Start of Data records

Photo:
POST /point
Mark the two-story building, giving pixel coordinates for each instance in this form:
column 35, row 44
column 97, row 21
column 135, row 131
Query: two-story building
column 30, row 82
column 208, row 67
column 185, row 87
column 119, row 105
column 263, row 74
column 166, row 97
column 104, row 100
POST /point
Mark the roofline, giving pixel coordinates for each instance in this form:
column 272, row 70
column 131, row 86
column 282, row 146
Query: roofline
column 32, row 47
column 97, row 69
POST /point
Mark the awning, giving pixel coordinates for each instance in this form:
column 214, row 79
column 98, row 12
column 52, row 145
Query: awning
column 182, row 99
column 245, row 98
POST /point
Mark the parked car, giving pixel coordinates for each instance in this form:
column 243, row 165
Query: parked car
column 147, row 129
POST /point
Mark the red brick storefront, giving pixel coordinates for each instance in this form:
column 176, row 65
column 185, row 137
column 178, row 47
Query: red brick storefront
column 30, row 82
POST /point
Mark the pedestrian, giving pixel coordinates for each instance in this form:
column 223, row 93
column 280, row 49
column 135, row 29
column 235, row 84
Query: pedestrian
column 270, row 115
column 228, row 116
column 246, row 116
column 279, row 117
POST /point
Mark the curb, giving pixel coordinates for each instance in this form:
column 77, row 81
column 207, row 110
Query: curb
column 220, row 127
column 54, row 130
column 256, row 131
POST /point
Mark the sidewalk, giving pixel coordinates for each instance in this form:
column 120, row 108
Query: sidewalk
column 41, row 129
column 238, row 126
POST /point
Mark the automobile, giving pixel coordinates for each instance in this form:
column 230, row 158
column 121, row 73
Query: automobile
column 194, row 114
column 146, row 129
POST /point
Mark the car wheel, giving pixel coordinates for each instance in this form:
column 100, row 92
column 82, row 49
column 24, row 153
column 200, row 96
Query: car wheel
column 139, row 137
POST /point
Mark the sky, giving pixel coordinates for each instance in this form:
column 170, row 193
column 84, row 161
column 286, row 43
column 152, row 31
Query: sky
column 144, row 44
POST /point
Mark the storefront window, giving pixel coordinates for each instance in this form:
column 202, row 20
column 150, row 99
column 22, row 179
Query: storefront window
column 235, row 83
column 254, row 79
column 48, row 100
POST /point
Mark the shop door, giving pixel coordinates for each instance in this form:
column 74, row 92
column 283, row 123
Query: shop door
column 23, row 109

End of Data records

§ **What is being asked**:
Output the whole listing above again, word for word.

§ **Exercise response**:
Photo:
POST /point
Mark the two-story building, giving pixel coordinates for each instance in this form:
column 35, row 44
column 97, row 21
column 135, row 131
Query: two-story building
column 30, row 82
column 208, row 67
column 185, row 87
column 119, row 105
column 263, row 74
column 166, row 97
column 104, row 100
POST /point
Mark the roofline, giving pixel coordinates for each instance in this form:
column 272, row 70
column 131, row 86
column 282, row 146
Query: roofline
column 32, row 47
column 97, row 69
POST /point
Mark the awning, giving pixel coordinates for each instance in this form:
column 214, row 79
column 98, row 12
column 52, row 145
Query: awning
column 182, row 99
column 245, row 98
POST /point
Mark the parked car, giving pixel coordinates for each instance in this form:
column 243, row 165
Query: parked car
column 147, row 129
POST /point
Mark the red brick storefront, giving pixel coordinates for each instance in this form:
column 176, row 65
column 185, row 137
column 178, row 47
Query: red brick storefront
column 30, row 82
POST /point
Mark the pedestrian, giving pixel coordinates for each instance in this form:
column 223, row 93
column 280, row 49
column 135, row 29
column 235, row 84
Query: pedestrian
column 270, row 115
column 228, row 116
column 246, row 116
column 279, row 117
POST /point
Mark the curb, giving pixel coordinates for each instance in this form:
column 77, row 81
column 207, row 110
Query: curb
column 220, row 127
column 54, row 130
column 256, row 131
POST /point
Mark the sidewalk, giving pixel coordinates for each instance in this form:
column 120, row 108
Query: sidewalk
column 41, row 129
column 238, row 126
POST /point
Mark the automobile, giving pixel coordinates for each instance in this form:
column 230, row 158
column 121, row 73
Query: automobile
column 194, row 114
column 146, row 129
POST /point
Mark the car wheel, giving pixel coordinates for each instance in this form:
column 100, row 92
column 82, row 49
column 24, row 153
column 200, row 96
Query: car wheel
column 139, row 137
POST /point
Mark the sky, giving pixel coordinates for each instance in this form:
column 170, row 193
column 84, row 161
column 286, row 43
column 152, row 31
Query: sky
column 144, row 44
POST /point
Mark the storefront window, giving pixel coordinates for each instance in this form:
column 202, row 20
column 150, row 99
column 22, row 179
Query: storefront window
column 235, row 83
column 254, row 79
column 48, row 100
POST /point
Mark the shop door, giving pixel coordinates for each instance in this form:
column 74, row 92
column 283, row 123
Query: shop door
column 23, row 109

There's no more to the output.